## Begin Data lines

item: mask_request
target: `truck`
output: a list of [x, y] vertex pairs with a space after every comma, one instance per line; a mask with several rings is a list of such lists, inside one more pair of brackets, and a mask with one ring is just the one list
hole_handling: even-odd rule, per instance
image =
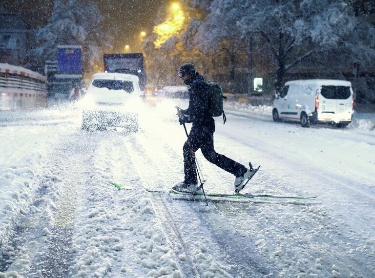
[[142, 53], [105, 54], [103, 60], [104, 72], [136, 75], [139, 79], [141, 89], [146, 89], [147, 76]]
[[80, 45], [58, 45], [57, 60], [46, 61], [48, 96], [66, 98], [70, 90], [82, 80], [82, 51]]

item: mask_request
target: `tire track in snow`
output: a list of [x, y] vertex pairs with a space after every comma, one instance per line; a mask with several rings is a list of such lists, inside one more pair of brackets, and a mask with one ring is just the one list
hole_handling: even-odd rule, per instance
[[[15, 252], [8, 252], [11, 256], [3, 261], [6, 264], [2, 264], [1, 271], [14, 270], [28, 277], [68, 275], [75, 196], [83, 169], [79, 157], [84, 153], [82, 150], [88, 150], [81, 135], [64, 138], [62, 145], [44, 159], [43, 170], [38, 173], [40, 189], [30, 212], [16, 222], [9, 238], [8, 248]], [[74, 167], [70, 167], [72, 163]]]
[[[144, 148], [144, 146], [141, 146], [141, 145], [138, 144], [138, 141], [136, 141], [135, 140], [132, 140], [130, 142], [128, 142], [127, 143], [128, 144], [130, 144], [130, 145], [129, 145], [129, 146], [127, 148], [129, 150], [134, 150], [135, 151], [134, 153], [132, 154], [131, 155], [131, 157], [132, 158], [133, 160], [135, 162], [137, 160], [140, 160], [142, 159], [141, 158], [144, 158], [144, 159], [147, 158], [147, 159], [148, 159], [148, 156], [150, 154], [148, 153], [147, 150], [146, 150]], [[150, 145], [152, 145], [152, 143], [150, 144]], [[137, 157], [138, 157], [138, 158], [136, 158]], [[153, 162], [152, 162], [152, 161], [154, 160], [153, 158], [153, 157], [151, 157], [150, 158], [150, 159], [148, 160], [149, 162], [151, 161], [150, 163], [151, 163], [151, 165], [150, 166], [152, 166], [151, 168], [153, 169], [153, 171], [157, 173], [160, 173], [163, 172], [163, 171], [165, 171], [166, 170], [165, 167], [166, 162], [167, 162], [167, 161], [164, 161], [165, 163], [163, 164], [163, 167], [162, 167], [161, 166], [160, 166], [159, 164], [154, 163]], [[138, 164], [138, 167], [141, 167], [141, 168], [142, 168], [142, 163], [138, 162], [138, 163], [136, 163], [135, 164]], [[139, 172], [140, 172], [140, 175], [141, 177], [141, 179], [142, 181], [144, 181], [144, 180], [150, 181], [147, 181], [147, 182], [146, 183], [146, 186], [147, 186], [147, 188], [149, 188], [149, 186], [150, 186], [150, 185], [152, 185], [152, 184], [153, 184], [154, 186], [156, 186], [156, 184], [154, 184], [154, 182], [153, 181], [152, 173], [149, 173], [148, 174], [145, 174], [145, 172], [144, 172], [143, 173], [142, 173], [142, 171], [140, 170], [139, 170]], [[146, 173], [147, 172], [146, 172]], [[145, 183], [144, 182], [144, 183]], [[159, 186], [159, 187], [160, 187], [161, 185], [159, 184], [158, 185]], [[163, 197], [161, 197], [161, 198], [163, 198]], [[154, 203], [154, 207], [155, 208], [158, 208], [159, 206], [158, 204], [157, 203], [155, 203], [154, 201], [153, 202]], [[187, 243], [184, 241], [182, 240], [181, 234], [179, 232], [179, 230], [177, 229], [177, 228], [178, 227], [181, 227], [181, 224], [182, 223], [181, 222], [181, 220], [180, 220], [179, 222], [176, 222], [176, 224], [170, 223], [169, 222], [170, 221], [170, 219], [172, 219], [173, 218], [176, 218], [176, 219], [179, 218], [176, 217], [175, 215], [176, 215], [175, 211], [176, 209], [178, 211], [181, 211], [180, 214], [183, 215], [184, 213], [184, 210], [189, 209], [191, 210], [191, 207], [190, 207], [189, 205], [187, 204], [186, 202], [183, 201], [182, 202], [180, 202], [180, 203], [181, 203], [180, 205], [176, 207], [174, 207], [173, 209], [171, 210], [170, 209], [169, 209], [166, 205], [165, 202], [164, 202], [163, 203], [164, 209], [163, 210], [164, 210], [164, 212], [162, 212], [162, 213], [160, 214], [160, 215], [164, 215], [163, 218], [164, 218], [164, 220], [163, 221], [167, 222], [167, 223], [168, 224], [168, 225], [171, 227], [171, 228], [173, 231], [173, 233], [175, 234], [174, 236], [172, 235], [172, 237], [174, 237], [175, 238], [180, 238], [179, 239], [179, 241], [181, 242], [181, 245], [183, 246], [183, 249], [184, 250], [184, 253], [186, 254], [187, 256], [188, 263], [189, 263], [189, 268], [191, 269], [192, 266], [191, 266], [191, 263], [189, 262], [189, 261], [191, 260], [191, 259], [190, 258], [190, 256], [188, 254], [191, 254], [191, 252], [189, 251], [188, 251], [188, 249], [187, 247], [187, 245], [191, 246], [192, 244], [196, 245], [196, 244], [193, 243], [192, 242], [192, 239], [191, 238], [189, 239], [188, 243]], [[200, 204], [204, 206], [204, 204]], [[204, 210], [205, 209], [204, 208], [203, 209]], [[156, 210], [157, 210], [157, 212], [160, 212], [160, 209], [157, 209]], [[173, 211], [173, 214], [175, 215], [174, 217], [172, 217], [170, 215], [171, 212], [170, 212], [172, 211]], [[201, 213], [198, 212], [198, 213], [197, 213], [197, 212], [196, 211], [194, 212], [194, 215], [195, 215], [195, 217], [196, 217], [197, 215], [199, 215], [200, 213]], [[199, 218], [199, 217], [198, 217], [198, 218]], [[200, 220], [199, 220], [199, 222], [202, 222], [204, 221], [205, 220], [203, 219], [201, 219]], [[205, 226], [204, 224], [202, 225], [201, 225], [200, 226], [202, 227]], [[206, 225], [206, 228], [208, 229], [208, 231], [206, 232], [206, 234], [211, 234], [213, 235], [213, 236], [214, 237], [215, 235], [214, 233], [212, 233], [211, 231], [210, 232], [210, 230], [209, 230], [210, 229], [212, 228], [212, 226], [210, 226], [209, 225]], [[170, 237], [170, 233], [169, 233], [169, 236]], [[186, 233], [185, 232], [184, 234], [186, 235]], [[225, 236], [223, 236], [224, 237]], [[215, 239], [216, 239], [215, 238], [214, 238], [212, 240], [212, 242], [214, 242], [215, 241]], [[238, 243], [238, 242], [237, 242], [237, 243]], [[215, 245], [215, 244], [214, 244], [214, 245]], [[238, 247], [237, 245], [234, 246], [233, 245], [230, 245], [226, 246], [224, 250], [220, 249], [220, 248], [212, 248], [213, 250], [216, 250], [216, 253], [214, 254], [210, 253], [210, 254], [212, 255], [214, 258], [217, 258], [217, 257], [224, 258], [221, 256], [221, 254], [220, 254], [221, 252], [223, 252], [223, 251], [225, 251], [225, 254], [227, 254], [227, 256], [226, 256], [227, 258], [233, 258], [234, 257], [235, 257], [235, 258], [232, 260], [233, 261], [236, 260], [240, 260], [240, 258], [241, 258], [240, 255], [239, 254], [236, 256], [235, 255], [235, 253], [236, 252], [235, 250], [236, 250], [237, 247]], [[194, 248], [194, 250], [196, 250], [196, 249]], [[197, 252], [196, 251], [195, 251], [195, 252], [193, 251], [193, 253], [196, 253], [196, 252]], [[242, 260], [241, 262], [244, 263], [244, 261]], [[253, 262], [253, 263], [250, 264], [250, 265], [249, 265], [249, 263], [247, 263], [244, 265], [242, 266], [241, 271], [243, 273], [247, 273], [247, 274], [251, 273], [253, 275], [257, 275], [259, 274], [263, 275], [263, 274], [265, 274], [267, 272], [267, 271], [265, 271], [265, 270], [263, 269], [263, 268], [262, 268], [262, 267], [259, 266], [259, 264], [257, 265], [257, 264], [255, 263], [255, 262]], [[226, 261], [226, 263], [227, 263], [227, 262]], [[217, 265], [219, 265], [217, 264]], [[222, 268], [223, 266], [220, 266], [219, 265], [218, 268], [219, 269], [221, 267]], [[228, 268], [228, 267], [226, 268]], [[215, 270], [215, 271], [217, 271], [217, 269]], [[200, 275], [202, 275], [203, 274], [203, 273], [202, 273], [201, 271], [202, 271], [202, 270], [201, 270], [201, 271], [199, 272], [199, 274]], [[226, 276], [228, 275], [228, 274], [225, 274], [226, 270], [222, 270], [221, 271], [222, 272], [221, 272], [221, 274], [222, 275], [226, 275]], [[235, 271], [237, 271], [237, 270]], [[234, 274], [234, 276], [235, 277], [238, 276], [238, 273], [236, 273], [236, 274]]]

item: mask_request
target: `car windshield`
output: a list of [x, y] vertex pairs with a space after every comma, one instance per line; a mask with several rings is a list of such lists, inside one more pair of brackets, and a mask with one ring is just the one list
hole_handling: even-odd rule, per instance
[[346, 99], [350, 97], [349, 86], [322, 86], [322, 96], [326, 99]]
[[97, 88], [106, 88], [109, 90], [123, 90], [128, 93], [134, 91], [133, 82], [131, 81], [123, 81], [121, 80], [94, 80], [92, 85]]

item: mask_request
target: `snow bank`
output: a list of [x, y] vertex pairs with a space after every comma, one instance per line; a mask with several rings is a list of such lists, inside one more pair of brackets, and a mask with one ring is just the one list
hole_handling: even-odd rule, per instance
[[252, 105], [248, 102], [226, 101], [224, 110], [244, 111], [251, 114], [272, 116], [272, 106], [266, 105]]
[[374, 130], [375, 129], [375, 114], [354, 112], [353, 121], [350, 126], [364, 130]]
[[11, 230], [16, 218], [29, 203], [36, 175], [30, 167], [0, 167], [0, 245]]

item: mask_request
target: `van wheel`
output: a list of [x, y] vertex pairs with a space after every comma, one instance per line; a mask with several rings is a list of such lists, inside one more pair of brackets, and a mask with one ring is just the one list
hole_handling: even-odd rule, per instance
[[301, 113], [301, 125], [302, 127], [309, 126], [309, 118], [307, 117], [307, 114], [305, 112]]

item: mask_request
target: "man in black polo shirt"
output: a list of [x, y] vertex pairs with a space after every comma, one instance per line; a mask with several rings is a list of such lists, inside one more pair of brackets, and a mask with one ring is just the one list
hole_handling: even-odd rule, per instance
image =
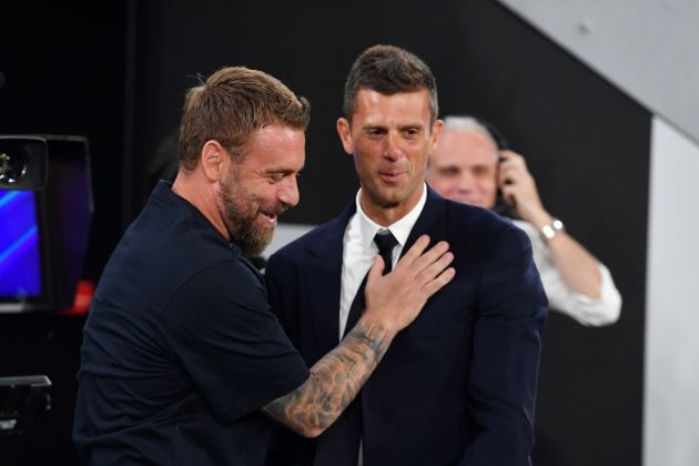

## End Data lines

→ Work to complete:
Reproduce the material verbatim from its first line through the line containing "80], [82, 51]]", including that line. Omit the pictures.

→ Answer to this problem:
item: mask_request
target: `truck`
output: a list of [x, y] vertex pairs with a space after every comma, one instance per line; a mask with several rings is a list of such lists, inside one more pair of brackets, and a mask with one ring is just the one list
hole_handling: even-odd rule, per instance
image =
[[142, 53], [105, 54], [103, 60], [104, 72], [136, 75], [139, 79], [141, 89], [146, 89], [147, 76]]
[[80, 45], [58, 45], [57, 60], [46, 61], [48, 96], [66, 98], [70, 90], [82, 80], [82, 51]]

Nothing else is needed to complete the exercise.